• _CONSEGNA_:
Rispondi a queste domande basandoti sul testo sul brano riportato più sotto.
(a) Di chi è la voce che si aggiunge per tutti i cori?
(b) Dove si conosce la coppia di cui parla il brano?
(c) Secondo il testo, a che cosa serve dire "qualcosa di stupido" nel finale?

Le voci sono 4, si aggiunge la voce femminile di Valentina Carenzo per tutti i cori.

Il tema del brano è piuttosto contorto: riguarda un breve corteggiamento “da bancone”, la storia di una coppia che si conosce in un locale dove uno dei due attende conversando con il gestore. Una scena vista e vissuta molte volte, una scena comune. Perché in fin dei conti la musica deve parlare anche di quotidianità, di bicchieri e banconi, di serate tranquille e normali.

Il protagonista attende una preda, attende qualcuno che si posi sul filo della tela, e quell’ipotetica trama è costituita da uno sgabello a fianco a quello “difeso” strenuamente dal protagonista stesso. All’arrivo della signorina, o signora, o chissà chi possa essere chi arriva, inizia una sorta di ballo, di girarsi intorno e annusarsi, soppesarsi, valutarsi. Lo scopo è quello di avere una persona con cui guardarsi negli occhi, con cui giocare quel breve rapporto interpersonale che contrappone due persone ai diversi lati di un tavolo vestito di bicchieri pieni e vuoti.

Il brano vede poi l’insieme delle due persone, e un finale che non ha nulla di romantico, nulla di principesco o fiabesco. Una “fine dei giochi” animata dalla necessità di dire “qualcosa di stupido” per interrompere e scacciare ogni demone della banalità che ricopre di aspettative ogni rapporto.

• _DATI FORNITI_:
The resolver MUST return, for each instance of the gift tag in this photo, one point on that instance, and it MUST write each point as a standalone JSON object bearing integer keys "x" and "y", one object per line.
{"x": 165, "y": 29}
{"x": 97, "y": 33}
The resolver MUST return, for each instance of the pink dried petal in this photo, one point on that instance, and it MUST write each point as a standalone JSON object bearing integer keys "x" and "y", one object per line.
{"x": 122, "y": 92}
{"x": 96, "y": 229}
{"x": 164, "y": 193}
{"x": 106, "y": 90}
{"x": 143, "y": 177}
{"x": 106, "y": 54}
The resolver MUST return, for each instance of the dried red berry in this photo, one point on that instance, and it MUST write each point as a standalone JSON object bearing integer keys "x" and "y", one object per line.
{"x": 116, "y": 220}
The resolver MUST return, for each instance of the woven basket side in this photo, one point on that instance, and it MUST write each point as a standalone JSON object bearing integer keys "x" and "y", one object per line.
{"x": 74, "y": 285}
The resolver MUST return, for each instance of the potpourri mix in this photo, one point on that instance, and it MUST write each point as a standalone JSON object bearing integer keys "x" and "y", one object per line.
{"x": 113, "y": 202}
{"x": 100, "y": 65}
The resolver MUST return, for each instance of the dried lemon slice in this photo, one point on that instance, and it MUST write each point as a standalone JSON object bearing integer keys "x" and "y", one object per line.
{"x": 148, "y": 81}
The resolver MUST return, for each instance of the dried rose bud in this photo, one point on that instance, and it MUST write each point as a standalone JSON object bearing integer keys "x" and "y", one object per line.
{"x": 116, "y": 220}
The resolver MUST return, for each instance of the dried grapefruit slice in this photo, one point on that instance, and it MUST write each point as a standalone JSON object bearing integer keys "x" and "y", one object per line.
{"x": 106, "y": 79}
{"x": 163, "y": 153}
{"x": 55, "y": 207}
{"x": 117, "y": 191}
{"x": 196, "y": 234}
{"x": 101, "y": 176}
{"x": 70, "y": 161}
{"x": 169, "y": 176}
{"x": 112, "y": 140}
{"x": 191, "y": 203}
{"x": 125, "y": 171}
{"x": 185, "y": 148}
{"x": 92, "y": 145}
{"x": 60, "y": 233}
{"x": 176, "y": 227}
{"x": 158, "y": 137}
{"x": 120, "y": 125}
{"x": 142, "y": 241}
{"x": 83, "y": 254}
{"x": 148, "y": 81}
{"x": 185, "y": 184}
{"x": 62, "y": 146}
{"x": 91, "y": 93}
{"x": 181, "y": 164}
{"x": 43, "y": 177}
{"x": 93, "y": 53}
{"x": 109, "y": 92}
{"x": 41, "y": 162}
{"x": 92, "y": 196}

• _RISPOSTA_:
(a) È la voce femminile di Valentina Carenzo.
(b) In un locale, dove uno dei due attende conversando con il gestore.
(c) A interrompere e scacciare ogni demone della banalità che ricopre di aspettative ogni rapporto.